[Begin Task input]
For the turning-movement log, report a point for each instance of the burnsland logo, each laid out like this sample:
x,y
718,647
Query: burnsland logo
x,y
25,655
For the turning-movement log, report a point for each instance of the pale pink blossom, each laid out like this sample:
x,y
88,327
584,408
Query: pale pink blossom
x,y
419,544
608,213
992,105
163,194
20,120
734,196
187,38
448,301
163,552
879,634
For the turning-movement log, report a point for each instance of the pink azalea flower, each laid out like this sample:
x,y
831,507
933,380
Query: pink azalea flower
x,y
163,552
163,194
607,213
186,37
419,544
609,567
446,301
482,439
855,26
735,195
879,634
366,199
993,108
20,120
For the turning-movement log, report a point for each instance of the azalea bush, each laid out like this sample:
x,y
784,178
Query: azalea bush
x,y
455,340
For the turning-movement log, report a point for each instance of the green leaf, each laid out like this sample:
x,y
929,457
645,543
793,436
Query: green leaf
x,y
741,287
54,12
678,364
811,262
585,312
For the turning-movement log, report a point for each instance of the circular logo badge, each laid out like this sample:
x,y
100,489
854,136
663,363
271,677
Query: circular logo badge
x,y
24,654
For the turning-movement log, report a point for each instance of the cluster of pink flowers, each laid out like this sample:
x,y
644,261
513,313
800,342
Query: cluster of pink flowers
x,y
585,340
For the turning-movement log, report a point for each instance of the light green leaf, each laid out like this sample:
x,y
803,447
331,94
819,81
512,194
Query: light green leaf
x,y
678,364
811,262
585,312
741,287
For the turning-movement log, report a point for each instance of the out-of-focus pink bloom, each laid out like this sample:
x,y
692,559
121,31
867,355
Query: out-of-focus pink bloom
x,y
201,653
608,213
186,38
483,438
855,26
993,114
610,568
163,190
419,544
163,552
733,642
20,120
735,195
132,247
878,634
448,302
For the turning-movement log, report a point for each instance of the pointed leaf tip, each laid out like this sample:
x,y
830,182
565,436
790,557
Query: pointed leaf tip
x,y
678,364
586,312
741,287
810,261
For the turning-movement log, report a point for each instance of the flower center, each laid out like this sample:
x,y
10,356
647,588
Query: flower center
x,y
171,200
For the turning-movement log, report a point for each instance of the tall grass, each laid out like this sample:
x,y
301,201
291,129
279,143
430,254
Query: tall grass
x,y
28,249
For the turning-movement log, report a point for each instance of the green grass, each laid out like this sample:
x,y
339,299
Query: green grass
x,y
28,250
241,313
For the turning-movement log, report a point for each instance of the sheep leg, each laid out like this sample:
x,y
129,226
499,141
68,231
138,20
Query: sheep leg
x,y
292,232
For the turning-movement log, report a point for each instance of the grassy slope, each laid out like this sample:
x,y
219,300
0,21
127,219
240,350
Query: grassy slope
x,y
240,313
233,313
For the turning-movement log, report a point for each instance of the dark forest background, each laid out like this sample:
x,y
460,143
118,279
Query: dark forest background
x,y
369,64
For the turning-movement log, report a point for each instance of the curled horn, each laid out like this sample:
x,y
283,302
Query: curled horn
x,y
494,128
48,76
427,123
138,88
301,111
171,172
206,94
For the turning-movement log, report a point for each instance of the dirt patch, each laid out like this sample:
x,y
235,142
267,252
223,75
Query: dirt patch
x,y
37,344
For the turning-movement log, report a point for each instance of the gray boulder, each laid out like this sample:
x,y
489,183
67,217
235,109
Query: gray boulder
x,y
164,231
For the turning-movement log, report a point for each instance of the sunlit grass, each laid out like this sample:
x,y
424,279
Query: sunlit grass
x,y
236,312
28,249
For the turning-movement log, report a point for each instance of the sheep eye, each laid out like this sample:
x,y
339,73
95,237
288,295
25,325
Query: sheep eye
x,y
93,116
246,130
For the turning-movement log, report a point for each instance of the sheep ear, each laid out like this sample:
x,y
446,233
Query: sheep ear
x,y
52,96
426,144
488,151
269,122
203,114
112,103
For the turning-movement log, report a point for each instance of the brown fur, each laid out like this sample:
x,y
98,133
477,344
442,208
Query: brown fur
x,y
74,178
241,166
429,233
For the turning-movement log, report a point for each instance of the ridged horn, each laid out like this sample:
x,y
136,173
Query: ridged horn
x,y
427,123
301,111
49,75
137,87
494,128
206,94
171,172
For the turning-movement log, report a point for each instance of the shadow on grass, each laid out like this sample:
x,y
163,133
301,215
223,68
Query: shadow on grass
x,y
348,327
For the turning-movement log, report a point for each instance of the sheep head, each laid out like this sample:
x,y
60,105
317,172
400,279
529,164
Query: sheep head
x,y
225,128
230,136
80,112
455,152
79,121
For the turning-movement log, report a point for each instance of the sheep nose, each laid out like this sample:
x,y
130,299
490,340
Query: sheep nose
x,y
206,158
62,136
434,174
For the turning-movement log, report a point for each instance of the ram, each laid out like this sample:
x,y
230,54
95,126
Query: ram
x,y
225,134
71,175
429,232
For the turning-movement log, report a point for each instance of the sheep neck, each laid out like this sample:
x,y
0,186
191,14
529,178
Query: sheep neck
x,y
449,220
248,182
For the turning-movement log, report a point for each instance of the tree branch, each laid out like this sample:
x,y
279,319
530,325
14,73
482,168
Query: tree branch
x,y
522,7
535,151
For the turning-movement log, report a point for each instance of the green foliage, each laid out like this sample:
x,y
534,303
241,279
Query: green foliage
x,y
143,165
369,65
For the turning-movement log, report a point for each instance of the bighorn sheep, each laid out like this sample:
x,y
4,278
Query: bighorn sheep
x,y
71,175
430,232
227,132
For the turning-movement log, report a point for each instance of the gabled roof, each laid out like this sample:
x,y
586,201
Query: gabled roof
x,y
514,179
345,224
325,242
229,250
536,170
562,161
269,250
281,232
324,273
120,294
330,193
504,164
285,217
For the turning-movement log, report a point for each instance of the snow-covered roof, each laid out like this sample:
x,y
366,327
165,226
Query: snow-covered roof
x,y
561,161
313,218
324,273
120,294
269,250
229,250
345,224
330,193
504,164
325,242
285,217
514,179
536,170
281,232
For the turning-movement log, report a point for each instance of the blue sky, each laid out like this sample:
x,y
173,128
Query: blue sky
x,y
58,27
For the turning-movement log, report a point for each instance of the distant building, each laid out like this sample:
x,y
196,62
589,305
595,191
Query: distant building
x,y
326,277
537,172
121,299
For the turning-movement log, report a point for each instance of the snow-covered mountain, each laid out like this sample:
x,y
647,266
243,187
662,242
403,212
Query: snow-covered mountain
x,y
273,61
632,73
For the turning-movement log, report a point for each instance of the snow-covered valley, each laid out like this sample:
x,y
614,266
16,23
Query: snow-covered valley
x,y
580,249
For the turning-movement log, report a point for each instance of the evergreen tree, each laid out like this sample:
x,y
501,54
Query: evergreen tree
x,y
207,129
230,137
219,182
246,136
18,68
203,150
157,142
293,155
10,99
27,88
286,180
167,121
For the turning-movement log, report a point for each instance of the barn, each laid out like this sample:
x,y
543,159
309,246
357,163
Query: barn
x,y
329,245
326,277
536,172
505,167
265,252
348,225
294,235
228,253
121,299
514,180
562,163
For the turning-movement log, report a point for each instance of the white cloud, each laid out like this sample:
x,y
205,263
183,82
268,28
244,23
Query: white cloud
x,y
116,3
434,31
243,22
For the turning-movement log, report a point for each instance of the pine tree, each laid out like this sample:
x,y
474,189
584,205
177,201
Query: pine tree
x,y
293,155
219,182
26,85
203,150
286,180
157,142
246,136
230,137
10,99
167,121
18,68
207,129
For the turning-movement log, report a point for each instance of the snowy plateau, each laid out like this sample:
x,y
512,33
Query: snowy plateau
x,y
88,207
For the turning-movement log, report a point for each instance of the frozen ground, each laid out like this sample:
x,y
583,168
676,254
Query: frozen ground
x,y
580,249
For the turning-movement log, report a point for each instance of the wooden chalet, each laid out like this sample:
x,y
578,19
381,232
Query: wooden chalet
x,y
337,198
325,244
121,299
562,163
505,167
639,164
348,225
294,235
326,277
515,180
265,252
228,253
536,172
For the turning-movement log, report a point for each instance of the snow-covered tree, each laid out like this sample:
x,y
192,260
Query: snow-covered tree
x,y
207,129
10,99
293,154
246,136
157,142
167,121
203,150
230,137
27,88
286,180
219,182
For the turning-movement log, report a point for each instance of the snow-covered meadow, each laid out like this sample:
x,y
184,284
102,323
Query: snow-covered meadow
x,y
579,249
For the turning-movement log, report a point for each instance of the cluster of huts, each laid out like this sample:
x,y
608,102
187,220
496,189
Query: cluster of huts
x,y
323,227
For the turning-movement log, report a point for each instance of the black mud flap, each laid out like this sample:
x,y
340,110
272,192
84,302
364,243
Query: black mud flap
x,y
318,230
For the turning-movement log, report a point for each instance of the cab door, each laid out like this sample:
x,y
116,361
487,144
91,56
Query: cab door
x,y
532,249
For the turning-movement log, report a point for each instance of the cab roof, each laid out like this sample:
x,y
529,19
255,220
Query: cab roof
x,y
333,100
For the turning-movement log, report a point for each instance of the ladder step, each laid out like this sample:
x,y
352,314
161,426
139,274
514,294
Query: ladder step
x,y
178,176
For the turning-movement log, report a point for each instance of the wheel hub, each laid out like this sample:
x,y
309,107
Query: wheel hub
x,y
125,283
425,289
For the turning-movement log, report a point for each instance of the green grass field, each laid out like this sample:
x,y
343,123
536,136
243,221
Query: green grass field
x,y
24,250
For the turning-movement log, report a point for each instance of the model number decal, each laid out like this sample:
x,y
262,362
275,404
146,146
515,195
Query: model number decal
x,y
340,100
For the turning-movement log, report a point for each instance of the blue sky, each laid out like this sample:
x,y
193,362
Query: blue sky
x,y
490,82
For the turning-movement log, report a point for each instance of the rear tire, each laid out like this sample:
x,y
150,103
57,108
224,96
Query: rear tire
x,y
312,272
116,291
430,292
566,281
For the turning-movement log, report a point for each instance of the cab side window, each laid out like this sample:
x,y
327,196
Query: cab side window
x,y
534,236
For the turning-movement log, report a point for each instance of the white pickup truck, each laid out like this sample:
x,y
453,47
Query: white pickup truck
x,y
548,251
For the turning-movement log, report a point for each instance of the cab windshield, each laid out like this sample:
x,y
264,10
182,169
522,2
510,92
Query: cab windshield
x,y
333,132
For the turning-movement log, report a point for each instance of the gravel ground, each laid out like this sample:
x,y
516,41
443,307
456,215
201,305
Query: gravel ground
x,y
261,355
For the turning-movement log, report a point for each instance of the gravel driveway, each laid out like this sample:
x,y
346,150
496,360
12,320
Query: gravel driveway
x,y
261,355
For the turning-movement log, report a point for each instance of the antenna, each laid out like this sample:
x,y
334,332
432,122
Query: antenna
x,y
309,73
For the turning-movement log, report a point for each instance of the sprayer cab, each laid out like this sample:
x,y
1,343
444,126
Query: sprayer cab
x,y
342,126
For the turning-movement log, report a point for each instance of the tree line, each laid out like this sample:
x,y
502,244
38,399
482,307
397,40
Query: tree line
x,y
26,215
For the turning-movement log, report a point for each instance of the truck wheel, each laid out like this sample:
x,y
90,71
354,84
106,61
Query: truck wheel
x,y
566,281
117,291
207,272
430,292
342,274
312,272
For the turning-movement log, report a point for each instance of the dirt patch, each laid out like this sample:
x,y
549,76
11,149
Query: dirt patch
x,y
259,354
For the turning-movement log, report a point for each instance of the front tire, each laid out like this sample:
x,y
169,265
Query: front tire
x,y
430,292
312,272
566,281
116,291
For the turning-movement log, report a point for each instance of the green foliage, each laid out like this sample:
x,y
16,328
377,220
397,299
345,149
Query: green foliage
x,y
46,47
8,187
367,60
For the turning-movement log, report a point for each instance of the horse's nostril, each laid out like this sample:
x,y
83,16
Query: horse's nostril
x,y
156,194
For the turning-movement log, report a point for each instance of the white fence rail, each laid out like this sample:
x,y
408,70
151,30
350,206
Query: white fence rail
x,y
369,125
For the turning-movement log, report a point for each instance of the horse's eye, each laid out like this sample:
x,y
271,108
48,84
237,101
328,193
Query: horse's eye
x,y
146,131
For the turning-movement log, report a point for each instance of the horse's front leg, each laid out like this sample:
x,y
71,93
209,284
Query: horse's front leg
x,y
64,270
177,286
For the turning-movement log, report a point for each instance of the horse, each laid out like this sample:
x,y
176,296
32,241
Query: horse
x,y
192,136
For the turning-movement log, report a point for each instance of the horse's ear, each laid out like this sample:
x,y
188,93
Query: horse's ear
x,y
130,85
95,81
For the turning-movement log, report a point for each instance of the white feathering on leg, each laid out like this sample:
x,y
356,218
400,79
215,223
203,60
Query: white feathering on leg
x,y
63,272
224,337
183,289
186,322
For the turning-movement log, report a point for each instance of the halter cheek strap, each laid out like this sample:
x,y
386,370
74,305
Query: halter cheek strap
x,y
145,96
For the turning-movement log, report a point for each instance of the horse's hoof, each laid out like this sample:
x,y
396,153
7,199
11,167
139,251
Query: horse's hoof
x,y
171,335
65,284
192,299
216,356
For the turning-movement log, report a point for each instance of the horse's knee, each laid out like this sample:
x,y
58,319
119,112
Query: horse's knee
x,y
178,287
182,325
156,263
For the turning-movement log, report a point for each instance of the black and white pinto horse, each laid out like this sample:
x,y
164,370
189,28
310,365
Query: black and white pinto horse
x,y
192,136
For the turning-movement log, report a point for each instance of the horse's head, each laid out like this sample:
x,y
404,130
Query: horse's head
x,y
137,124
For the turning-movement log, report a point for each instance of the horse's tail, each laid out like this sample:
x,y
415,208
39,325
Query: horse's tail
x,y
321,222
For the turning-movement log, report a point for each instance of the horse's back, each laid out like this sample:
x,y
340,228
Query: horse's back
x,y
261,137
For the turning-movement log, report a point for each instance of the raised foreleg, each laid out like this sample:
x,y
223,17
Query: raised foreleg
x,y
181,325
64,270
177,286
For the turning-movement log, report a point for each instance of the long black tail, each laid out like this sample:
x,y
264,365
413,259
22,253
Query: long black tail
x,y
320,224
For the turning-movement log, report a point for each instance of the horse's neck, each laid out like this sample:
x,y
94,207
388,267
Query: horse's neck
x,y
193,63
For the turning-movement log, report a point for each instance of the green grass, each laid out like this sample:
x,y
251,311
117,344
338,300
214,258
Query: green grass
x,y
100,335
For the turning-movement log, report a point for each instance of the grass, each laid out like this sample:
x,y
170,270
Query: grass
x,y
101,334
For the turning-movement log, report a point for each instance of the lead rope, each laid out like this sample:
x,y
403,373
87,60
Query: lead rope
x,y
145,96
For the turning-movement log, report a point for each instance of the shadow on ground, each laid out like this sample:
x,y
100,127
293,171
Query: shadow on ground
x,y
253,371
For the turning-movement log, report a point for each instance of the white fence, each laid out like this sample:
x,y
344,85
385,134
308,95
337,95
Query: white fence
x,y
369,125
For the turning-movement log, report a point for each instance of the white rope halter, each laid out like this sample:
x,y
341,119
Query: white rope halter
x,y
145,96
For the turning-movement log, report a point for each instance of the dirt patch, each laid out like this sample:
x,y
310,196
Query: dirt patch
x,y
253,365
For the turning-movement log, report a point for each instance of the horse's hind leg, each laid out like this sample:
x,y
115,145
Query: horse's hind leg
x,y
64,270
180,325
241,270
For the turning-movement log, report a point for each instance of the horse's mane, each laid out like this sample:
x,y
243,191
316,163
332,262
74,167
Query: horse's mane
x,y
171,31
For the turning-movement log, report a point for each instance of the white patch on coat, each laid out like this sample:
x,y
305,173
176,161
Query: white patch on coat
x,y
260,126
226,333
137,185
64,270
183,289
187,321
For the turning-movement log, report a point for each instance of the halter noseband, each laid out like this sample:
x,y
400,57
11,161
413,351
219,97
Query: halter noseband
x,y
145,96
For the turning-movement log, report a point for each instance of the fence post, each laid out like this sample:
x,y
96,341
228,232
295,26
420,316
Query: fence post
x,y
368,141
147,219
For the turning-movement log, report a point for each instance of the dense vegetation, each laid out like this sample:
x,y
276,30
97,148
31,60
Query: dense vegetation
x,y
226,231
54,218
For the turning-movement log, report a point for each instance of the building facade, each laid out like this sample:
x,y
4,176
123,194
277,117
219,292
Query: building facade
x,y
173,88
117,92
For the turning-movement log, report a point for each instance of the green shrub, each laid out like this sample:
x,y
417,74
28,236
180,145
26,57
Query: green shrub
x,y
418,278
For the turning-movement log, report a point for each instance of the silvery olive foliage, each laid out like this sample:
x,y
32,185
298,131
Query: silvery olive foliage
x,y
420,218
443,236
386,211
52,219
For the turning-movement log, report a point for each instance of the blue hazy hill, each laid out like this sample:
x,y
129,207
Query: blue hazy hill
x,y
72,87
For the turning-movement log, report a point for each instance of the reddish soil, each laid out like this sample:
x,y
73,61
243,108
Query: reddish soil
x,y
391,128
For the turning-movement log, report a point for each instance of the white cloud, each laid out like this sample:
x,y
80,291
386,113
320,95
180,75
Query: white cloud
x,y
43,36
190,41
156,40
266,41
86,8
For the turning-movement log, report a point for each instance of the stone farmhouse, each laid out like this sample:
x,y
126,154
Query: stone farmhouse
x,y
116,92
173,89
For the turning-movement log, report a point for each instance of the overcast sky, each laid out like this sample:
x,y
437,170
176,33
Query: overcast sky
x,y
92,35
[End Task input]
Goal:
Using the material above, extract the line that contains "of the building" and every line after it, exactly as given; stop at the last line.

Result for this exercise:
For the turning-movement log, report a point for each instance of the building facade, each laid out like this sample:
x,y
4,176
123,194
277,117
219,292
Query: building facade
x,y
173,88
117,92
For the turning-movement log, report a point for each instance of the green shrub, each laid out like this sample:
x,y
417,74
28,236
180,145
26,57
Query: green shrub
x,y
418,278
For the turning-movement log, report a point for each instance of the silvery olive foliage, each laid out like this sample:
x,y
32,185
298,131
Query: silvery olive foliage
x,y
420,218
443,236
386,211
52,219
For the turning-movement log, report a point for each instance of the blue hazy hill, each laid out like this sample:
x,y
129,207
Query: blue hazy hill
x,y
72,87
For the turning-movement log, report a point for each instance of the reddish soil, each laid out like this sample:
x,y
73,61
243,108
Query: reddish soil
x,y
391,128
For the turning-movement log, report a point for each instance of the white cloud, each laid out like this sample:
x,y
80,291
386,113
320,95
180,75
Query: white cloud
x,y
43,36
190,41
156,40
266,41
86,8
For the turning-movement log, report a point for each instance of the stone farmhouse, each laid out like this sample:
x,y
126,154
Query: stone farmhouse
x,y
116,92
173,89
For the turning-movement log, report a point for each instance of the overcast sky, each laid out like this sample:
x,y
437,170
176,33
Query: overcast sky
x,y
92,35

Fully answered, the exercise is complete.